§ À FAIRE
1. Pour chaque affirmation, dites si elle s'accorde avec le texte sur la cérémonie du festival d'Angoulême. Répondez par oui ou non et citez mot pour mot le passage qui permet de trancher : (a) les faux Fauves ont été remis pendant près de dix minutes ; (b) le festival a présenté ses excuses après la cérémonie ; (c) fin février, 41 éditeurs se sont adressés à la ministre de la Culture.
2. Écrivez la suite du texte sur la crise du festival d'Angoulême, à partir de sa dernière phrase.

§ TEXTE FOURNI
-------------------------
Puis vint la cérémonie de remise des prix, qui a déclenché la colère de toute la profession. On a essentiellement parlé de la monumentale bévue que fut le canular complètement raté consistant à décerner pendant près de dix longues minutes de faux Fauves à de vrais albums réellement en compétition, puis annoncer aux auteurs et éditeurs que c’était une blague et passer à la vraie distribution des vrais Fauves. C’était une réelle et cruelle faute de goût doublée d’un manque de professionnalisme certain : en effet, lorsqu’on s’amuse ainsi aux Oscar ou aux César, on prévient les intéressés, on obtient leur accord, on leur demande de participer, on prépare leur rôle et on les fait répéter… Mais il y a eu beaucoup d’autres « ratés » dans cette cérémonie, notamment quelques allusions sexistes à la polémique qui avait précédé le festival, et des « bimbos » outrageantes, dénoncées le lendemain par Patrice Killoffer : « L’humour, c’est super quand c’est drôle. Là, c’était un accident industriel. Après la polémique sur les femmes, ils font quoi ? Ils envoient deux potiches avec des perruques faire les guignols sur scène. Ce festival souffre d’un vrai problème d’amateurisme. »

Un amateurisme indigne d’une si grande manifestation, ce que n’a pas manqué de relever la presse, notamment les médias étrangers. Un exemple en Espagne : « Angoulême clôture ainsi l’une de ses éditions les plus désastreuses et malheureuses, qui a vu sa réputation de festival de bande dessinée de référence gravement discréditée. » Mais le festival ne s’excusa pas et revendiqua même sa liberté de ton. Franck Bondoux, au cours d’une conférence de presse, se dit victime de la « dictature du tweet » et attaqua le public : « Certaines personnes ne savent pas apprécier l’humour à sa juste valeur et c’est bien regrettable. »[1]
Le fiasco de cette cérémonie et les outrages qui y ont été commis ont fait déborder le vase. Après les auteurs et autrices, ce fut fin février au tour de pas moins de 41 éditeurs, par la voix de leurs deux syndicats représentatifs, d’apostropher la ministre de la Culture pour l’appeler à une refondation complète d’un festival qui doit être « repensé en profondeur, dans sa structure, sa gouvernance, sa stratégie, son projet et ses ambitions », faute de quoi ils boycotteraient l’édition 2017 de la manifestation majeure de leur secteur, et se réservaient même la possibilité de construire eux-mêmes un autre moment fort dans l’année. Les auteurs, à travers leur syndicat le SNAC-BD, ont approuvé l’appel des éditeurs.
-------------------------
§ MATÉRIEL FOURNI
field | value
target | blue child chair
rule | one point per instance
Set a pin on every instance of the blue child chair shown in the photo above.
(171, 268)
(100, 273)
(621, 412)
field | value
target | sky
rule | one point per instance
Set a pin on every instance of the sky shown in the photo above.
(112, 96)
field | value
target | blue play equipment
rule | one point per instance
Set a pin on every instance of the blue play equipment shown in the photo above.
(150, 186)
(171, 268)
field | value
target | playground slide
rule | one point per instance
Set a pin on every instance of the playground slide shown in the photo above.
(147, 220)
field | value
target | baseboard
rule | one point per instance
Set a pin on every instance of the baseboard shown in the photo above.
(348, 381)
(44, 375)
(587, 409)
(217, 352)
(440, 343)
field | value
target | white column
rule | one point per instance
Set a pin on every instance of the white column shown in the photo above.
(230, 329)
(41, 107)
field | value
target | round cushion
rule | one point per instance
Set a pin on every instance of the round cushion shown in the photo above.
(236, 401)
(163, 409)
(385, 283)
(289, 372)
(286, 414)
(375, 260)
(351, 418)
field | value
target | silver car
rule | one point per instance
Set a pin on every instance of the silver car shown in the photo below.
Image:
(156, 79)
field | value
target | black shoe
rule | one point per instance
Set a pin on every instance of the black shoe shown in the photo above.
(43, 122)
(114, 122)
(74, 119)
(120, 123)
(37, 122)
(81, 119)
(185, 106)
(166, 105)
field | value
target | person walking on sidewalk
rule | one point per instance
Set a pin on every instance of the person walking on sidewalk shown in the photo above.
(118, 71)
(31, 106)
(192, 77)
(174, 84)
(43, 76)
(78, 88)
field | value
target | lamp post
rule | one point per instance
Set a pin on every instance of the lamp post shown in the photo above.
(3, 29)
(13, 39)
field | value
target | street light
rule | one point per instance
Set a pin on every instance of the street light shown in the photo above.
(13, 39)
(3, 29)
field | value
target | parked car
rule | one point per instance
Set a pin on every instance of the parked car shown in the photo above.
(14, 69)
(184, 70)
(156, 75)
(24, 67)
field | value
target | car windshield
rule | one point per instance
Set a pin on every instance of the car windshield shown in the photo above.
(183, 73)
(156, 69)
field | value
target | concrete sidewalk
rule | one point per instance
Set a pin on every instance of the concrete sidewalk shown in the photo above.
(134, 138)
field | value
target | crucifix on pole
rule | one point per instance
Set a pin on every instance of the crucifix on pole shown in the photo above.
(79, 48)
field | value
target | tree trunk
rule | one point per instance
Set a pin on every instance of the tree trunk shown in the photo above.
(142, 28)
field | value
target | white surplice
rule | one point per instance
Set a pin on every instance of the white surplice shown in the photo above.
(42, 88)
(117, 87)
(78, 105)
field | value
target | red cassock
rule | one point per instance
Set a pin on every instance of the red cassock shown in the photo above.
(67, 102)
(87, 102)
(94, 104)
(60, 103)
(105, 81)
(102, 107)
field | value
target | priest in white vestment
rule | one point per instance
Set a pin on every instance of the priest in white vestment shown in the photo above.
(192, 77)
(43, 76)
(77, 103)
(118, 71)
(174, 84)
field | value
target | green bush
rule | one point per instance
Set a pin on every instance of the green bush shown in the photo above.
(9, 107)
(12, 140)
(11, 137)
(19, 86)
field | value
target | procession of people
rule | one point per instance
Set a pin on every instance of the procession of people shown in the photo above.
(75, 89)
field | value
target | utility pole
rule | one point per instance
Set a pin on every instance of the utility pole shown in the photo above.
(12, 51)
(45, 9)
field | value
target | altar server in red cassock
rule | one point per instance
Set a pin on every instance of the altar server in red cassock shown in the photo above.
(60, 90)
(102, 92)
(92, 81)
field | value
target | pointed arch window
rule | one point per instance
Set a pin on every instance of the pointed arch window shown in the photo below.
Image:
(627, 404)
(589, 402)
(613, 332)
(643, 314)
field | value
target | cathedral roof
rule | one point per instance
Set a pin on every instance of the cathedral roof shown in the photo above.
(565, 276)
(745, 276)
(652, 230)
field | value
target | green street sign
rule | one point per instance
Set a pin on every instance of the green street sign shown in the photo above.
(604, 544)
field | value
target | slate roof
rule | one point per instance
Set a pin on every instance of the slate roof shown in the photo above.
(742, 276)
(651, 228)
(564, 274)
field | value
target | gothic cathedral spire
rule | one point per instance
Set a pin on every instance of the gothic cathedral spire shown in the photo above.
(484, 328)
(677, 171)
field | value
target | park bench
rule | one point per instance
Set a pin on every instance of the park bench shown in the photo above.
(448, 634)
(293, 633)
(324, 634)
-------------------------
§ RÉPONSES PAR TÂCHE
1.
(a) Oui : « décerner pendant près de dix longues minutes de faux Fauves à de vrais albums réellement en compétition »
(b) Non : « Mais le festival ne s’excusa pas et revendiqua même sa liberté de ton. »
(c) Oui : « ce fut fin février au tour de pas moins de 41 éditeurs, par la voix de leurs deux syndicats représentatifs, d’apostropher la ministre de la Culture »

2.
Et puis, n’oubliant pas quel premier dysfonctionnement avait cette année déclenché la fronde et fait exploser la cocotte-minute des insatisfactions et des colères, l’association Artémisia pour la bande dessinée féminine publia à son tour un communiqué :
« D’après le communiqué des éditeurs de bande dessinée, « la dernière édition du Festival a cumulé les errements : absence de femmes dans la liste des auteurs éligibles au Grand Prix de la Ville d’Angoulême, mécontentement des auteurs souvent maltraités par l’organisation, baisse de la fréquentation, opacité dans les sélections des prix, cérémonie de clôture désastreuse ».
« En ce sens, Artémisia salue le courage du Syndicat National de l’Edition (SNE) et du Syndicat des éditeurs Alternatif (SEA) et des 41 éditeurs et éditrices associé.e.s qui dénoncent l’incurie répétée du festival de la BD d’Angoulême.
Depuis 10 ans, Artémisia critique le très faible taux de femmes présentes dans le jury et le très faible taux de femmes nommées. L’édition 2016 est en ce sens une manifestation insupportable de ce sexisme qu’il est grand temps de dépasser.
Pour Artémisia, la culture est un outil d’émancipation, et restaurer l’image du FIBD passe par une véritable remise à plat de son fonctionnement, de son financement et de sa gouvernance et par une démarche de promotion culturelle à la hauteur des enjeux que représente ce festival en France, mais aussi dans tous les pays où il rayonne. Il en va de la légitimité et de la crédibilité de cet événement.
Nous approuvons l’appel à la médiation et proposons d’en faire partie. »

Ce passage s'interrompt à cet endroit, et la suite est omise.